--- ÜBUNGSTEXT ---
⟨

Ich bin für die Zusammenstellung verantwortlich und will Ärzte in meinem Team haben, die die Sportart gut kennen und idealerweise selbst ausgeübt haben. So entwickelt sich eine natürliche Verbindung zu den Sportlern, Lösungswege ergeben sich an manchen Stellen leichter. Ein Beispiel: Ich hatte mal eine Sportlerin, die Fußbeschwerden hatte und einfach keine Besserung eintreten wollte. Zufälligerweise hatte ich in meiner Karriere genau die gleichen Beschwerden. Ich hatte damals die Bindung einfach ein kleines Stück nach hinten gesetzt und das Problem so behoben. Bei der Athletin hat es auch funktioniert.
Kommen wir zu ihrer aktuellen Tätigkeit. Wie oft sind Sie im Laufe der Saison im Einsatz?
Wir sind drei Ärzte und teilen uns die Weltcupsaison untereinander auf. Wir haben ja auch alle noch andere Jobs und ein Privatleben, also wir können nicht rund um die Uhr immer bei der Mannschaft sein. Durch die Verteilung gewährleisten wir aber eine umfassende Betreuung der Athleten. Alles, was nicht vor Ort passieren muss, klären wir dann über Telefon.

⟩

Prüfe, ob die Aussagen (a), (b) und (c) mit dem Übungstext übereinstimmen: (a) Die Weltcupsaison wird unter drei Ärzten aufgeteilt. (b) Die Ärzte sind rund um die Uhr bei der Mannschaft. (c) Bei der Sportlerin mit Fußbeschwerden half es, die Bindung nach hinten zu setzen. Antworte jeweils mit Ja oder Nein und zitiere die entscheidenden Worte wörtlich.

--- DATENSATZ ---

⟨

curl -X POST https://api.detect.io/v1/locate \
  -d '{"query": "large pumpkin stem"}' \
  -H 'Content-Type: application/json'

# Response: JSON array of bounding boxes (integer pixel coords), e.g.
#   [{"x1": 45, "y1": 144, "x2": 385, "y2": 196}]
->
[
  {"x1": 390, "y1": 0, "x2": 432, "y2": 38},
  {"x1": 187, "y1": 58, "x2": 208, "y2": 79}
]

⟩

--- ANTWORTBEREICH ---
(a) Ja: „Wir sind drei Ärzte und teilen uns die Weltcupsaison untereinander auf.“
(b) Nein: „also wir können nicht rund um die Uhr immer bei der Mannschaft sein“
(c) Ja: „Ich hatte damals die Bindung einfach ein kleines Stück nach hinten gesetzt und das Problem so behoben. Bei der Athletin hat es auch funktioniert.“